[Contour labeling rows]
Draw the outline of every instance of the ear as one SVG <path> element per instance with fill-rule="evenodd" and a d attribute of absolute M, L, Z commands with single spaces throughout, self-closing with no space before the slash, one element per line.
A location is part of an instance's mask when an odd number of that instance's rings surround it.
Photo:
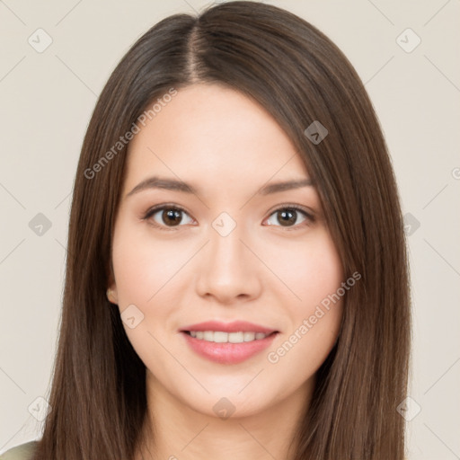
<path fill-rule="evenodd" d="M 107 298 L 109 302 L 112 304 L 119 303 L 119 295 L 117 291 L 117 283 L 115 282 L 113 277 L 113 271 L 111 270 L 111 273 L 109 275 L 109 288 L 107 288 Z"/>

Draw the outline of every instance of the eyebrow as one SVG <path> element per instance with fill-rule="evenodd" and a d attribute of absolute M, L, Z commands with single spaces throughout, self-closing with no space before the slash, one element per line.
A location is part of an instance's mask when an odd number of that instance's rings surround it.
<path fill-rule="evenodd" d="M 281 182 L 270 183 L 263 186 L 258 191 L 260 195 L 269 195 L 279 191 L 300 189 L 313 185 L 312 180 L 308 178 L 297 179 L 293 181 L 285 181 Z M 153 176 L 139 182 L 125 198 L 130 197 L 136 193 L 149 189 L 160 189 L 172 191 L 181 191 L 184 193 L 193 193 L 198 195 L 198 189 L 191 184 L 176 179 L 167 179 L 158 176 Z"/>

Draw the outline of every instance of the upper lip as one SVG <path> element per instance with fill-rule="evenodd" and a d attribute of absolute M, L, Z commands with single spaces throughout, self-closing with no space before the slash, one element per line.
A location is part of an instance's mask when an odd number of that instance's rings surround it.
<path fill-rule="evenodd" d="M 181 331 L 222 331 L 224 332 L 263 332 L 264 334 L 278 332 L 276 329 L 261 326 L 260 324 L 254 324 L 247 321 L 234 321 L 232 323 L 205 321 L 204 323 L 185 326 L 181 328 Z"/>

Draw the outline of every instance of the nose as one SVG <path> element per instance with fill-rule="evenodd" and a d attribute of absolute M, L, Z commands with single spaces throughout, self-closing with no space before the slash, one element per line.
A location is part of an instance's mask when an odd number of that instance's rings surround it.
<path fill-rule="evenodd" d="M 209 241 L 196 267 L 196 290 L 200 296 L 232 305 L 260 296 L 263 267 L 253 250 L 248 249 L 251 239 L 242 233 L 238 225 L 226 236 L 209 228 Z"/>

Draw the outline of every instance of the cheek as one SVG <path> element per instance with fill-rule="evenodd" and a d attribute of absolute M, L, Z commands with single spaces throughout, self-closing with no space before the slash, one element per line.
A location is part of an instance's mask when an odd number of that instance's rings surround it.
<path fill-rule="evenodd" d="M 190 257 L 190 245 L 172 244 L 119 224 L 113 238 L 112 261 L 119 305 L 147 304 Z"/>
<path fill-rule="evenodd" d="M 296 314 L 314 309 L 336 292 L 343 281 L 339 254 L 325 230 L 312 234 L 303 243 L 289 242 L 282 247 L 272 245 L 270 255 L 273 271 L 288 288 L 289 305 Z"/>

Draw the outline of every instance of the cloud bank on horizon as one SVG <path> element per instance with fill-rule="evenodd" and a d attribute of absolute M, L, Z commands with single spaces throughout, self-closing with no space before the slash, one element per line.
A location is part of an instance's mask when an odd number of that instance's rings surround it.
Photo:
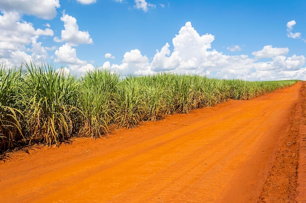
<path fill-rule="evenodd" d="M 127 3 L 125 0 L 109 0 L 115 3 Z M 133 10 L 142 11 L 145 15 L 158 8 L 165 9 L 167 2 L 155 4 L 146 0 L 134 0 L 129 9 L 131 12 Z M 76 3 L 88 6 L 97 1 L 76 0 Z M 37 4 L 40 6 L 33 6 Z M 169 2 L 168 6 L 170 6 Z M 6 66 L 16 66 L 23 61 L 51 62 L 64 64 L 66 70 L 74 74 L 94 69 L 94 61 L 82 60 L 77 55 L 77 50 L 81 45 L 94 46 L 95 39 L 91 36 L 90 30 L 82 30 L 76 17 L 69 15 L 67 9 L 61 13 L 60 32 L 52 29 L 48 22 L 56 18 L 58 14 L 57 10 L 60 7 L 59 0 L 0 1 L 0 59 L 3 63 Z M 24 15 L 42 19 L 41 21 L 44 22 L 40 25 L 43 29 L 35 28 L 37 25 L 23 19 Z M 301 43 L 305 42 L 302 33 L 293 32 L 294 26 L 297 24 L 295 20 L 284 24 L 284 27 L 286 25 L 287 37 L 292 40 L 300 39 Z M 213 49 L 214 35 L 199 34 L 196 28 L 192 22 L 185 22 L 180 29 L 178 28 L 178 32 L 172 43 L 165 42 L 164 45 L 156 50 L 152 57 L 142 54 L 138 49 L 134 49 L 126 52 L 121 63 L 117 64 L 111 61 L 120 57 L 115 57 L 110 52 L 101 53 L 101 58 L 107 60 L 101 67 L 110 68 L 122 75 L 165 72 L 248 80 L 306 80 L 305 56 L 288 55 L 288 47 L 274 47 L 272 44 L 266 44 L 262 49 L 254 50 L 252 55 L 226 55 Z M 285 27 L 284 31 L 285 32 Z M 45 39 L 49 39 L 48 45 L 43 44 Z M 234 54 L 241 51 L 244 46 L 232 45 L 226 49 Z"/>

> **WHAT THE TASK REQUIRES**:
Convert every row above into a two-column CSV with the header request,outline, one line per row. Put the row's text in request and its answer in outline, each as a single quoted field with line breaks replaced by spaces, and leave out the pictures.

> **SOLUTION BELOW**:
request,outline
"Draw the outline of every instance of the ear as one SVG <path> element per instance with fill-rule=""evenodd"" and a d attribute of absolute M, L, Z commands with single spaces throughout, self-closing with no space before the slash, one element per line. A location is part of an instance's mask when an odd number of that instance's rings surround it. Photo:","<path fill-rule=""evenodd"" d=""M 107 298 L 109 302 L 112 304 L 119 303 L 119 295 L 117 291 L 117 283 L 115 282 L 113 277 L 113 271 L 111 270 L 111 273 L 109 275 L 109 288 L 107 288 Z""/>"
"Draw the outline of every instance of the eyebrow as one SVG <path> element per instance with fill-rule=""evenodd"" and a d attribute of absolute M, L, Z commands with single spaces throughout, self-closing with no space before the slash, one element per line. A location is part of an instance's mask when an odd number of that instance's rings surround it.","<path fill-rule=""evenodd"" d=""M 281 182 L 270 183 L 263 186 L 258 191 L 260 195 L 269 195 L 279 191 L 300 189 L 313 185 L 312 180 L 308 178 L 297 179 L 293 181 L 285 181 Z M 153 176 L 139 182 L 125 198 L 130 197 L 136 193 L 149 189 L 160 189 L 172 191 L 181 191 L 184 193 L 193 193 L 198 195 L 198 189 L 191 184 L 176 179 L 167 179 L 158 176 Z""/>"
"Draw the outline of every instance of the upper lip as one SVG <path> element per instance with fill-rule=""evenodd"" and a d attribute of absolute M, L, Z commands with single spaces throughout, self-closing with no space before the slash, one element per line. A location is part of an instance's mask when an odd number of that instance's rings surround it.","<path fill-rule=""evenodd"" d=""M 181 331 L 222 331 L 224 332 L 263 332 L 264 334 L 278 332 L 276 329 L 261 326 L 260 324 L 254 324 L 247 321 L 234 321 L 232 323 L 205 321 L 204 323 L 185 326 L 181 328 Z""/>"
"Draw the outline of every instance of the nose as one SVG <path> element per instance with fill-rule=""evenodd"" and a d attribute of absolute M, L, Z commands with single spaces throughout, self-closing with no space before the slash, one element per line. A location is part of an instance's mask when an odd number of that instance's rings surround it.","<path fill-rule=""evenodd"" d=""M 209 241 L 196 267 L 196 290 L 200 296 L 232 305 L 260 296 L 263 267 L 253 250 L 248 249 L 251 239 L 242 233 L 238 225 L 226 236 L 209 228 Z""/>"
"Draw the outline of every instance of the cheek as one SVG <path> element per instance with fill-rule=""evenodd"" and a d attribute of absolute M, L, Z commands with single spaces throughout, self-closing with no space before the slash, one element per line. A location is part of an instance's mask when an odd number of that instance's rings surround it.","<path fill-rule=""evenodd"" d=""M 190 257 L 190 245 L 172 244 L 119 224 L 113 238 L 112 261 L 119 305 L 147 304 Z""/> <path fill-rule=""evenodd"" d=""M 296 314 L 314 309 L 336 292 L 343 281 L 339 254 L 325 230 L 312 234 L 303 243 L 289 242 L 282 247 L 272 245 L 270 255 L 273 271 L 288 288 L 289 305 Z""/>"
"Draw the outline of every instance of the cloud bank on horizon as one SVG <path> element per instance with fill-rule=""evenodd"" and a d attribute of absolute M, L, Z commands with single spaces throughout, self-closing with no space before the slash, one element per line. A location is part of an instance's mask when an odd number of that instance's rings surround it. Photo:","<path fill-rule=""evenodd"" d=""M 127 3 L 125 0 L 109 0 L 115 3 Z M 133 10 L 142 11 L 145 15 L 158 8 L 165 9 L 167 2 L 155 4 L 146 0 L 134 0 L 129 9 L 131 12 Z M 76 3 L 88 6 L 97 1 L 76 0 Z M 37 4 L 40 6 L 33 6 Z M 169 2 L 168 6 L 170 6 Z M 6 66 L 16 66 L 23 61 L 51 62 L 64 64 L 66 70 L 74 74 L 94 69 L 94 61 L 82 60 L 77 55 L 77 50 L 81 45 L 94 46 L 95 39 L 91 36 L 90 30 L 82 30 L 76 17 L 69 15 L 67 9 L 61 13 L 60 32 L 52 29 L 48 22 L 56 18 L 58 14 L 57 10 L 60 7 L 59 0 L 0 1 L 0 59 L 3 63 Z M 24 15 L 42 19 L 41 21 L 44 22 L 40 25 L 43 29 L 35 28 L 37 25 L 23 19 Z M 301 43 L 305 42 L 302 33 L 293 32 L 294 26 L 297 24 L 295 20 L 284 24 L 284 27 L 286 25 L 287 37 L 292 40 L 300 39 Z M 213 49 L 214 35 L 199 34 L 196 28 L 192 22 L 185 22 L 180 29 L 178 28 L 178 32 L 172 43 L 165 42 L 164 45 L 156 50 L 152 57 L 142 54 L 138 49 L 134 49 L 126 52 L 121 63 L 117 64 L 111 61 L 120 57 L 115 57 L 110 52 L 101 53 L 101 58 L 107 60 L 101 67 L 110 68 L 122 75 L 165 72 L 248 80 L 306 80 L 305 56 L 288 55 L 288 47 L 274 47 L 272 44 L 266 44 L 262 49 L 254 50 L 252 55 L 226 55 Z M 285 27 L 284 31 L 285 32 Z M 45 39 L 49 39 L 48 45 L 43 44 Z M 234 54 L 241 51 L 244 46 L 232 45 L 226 49 Z""/>"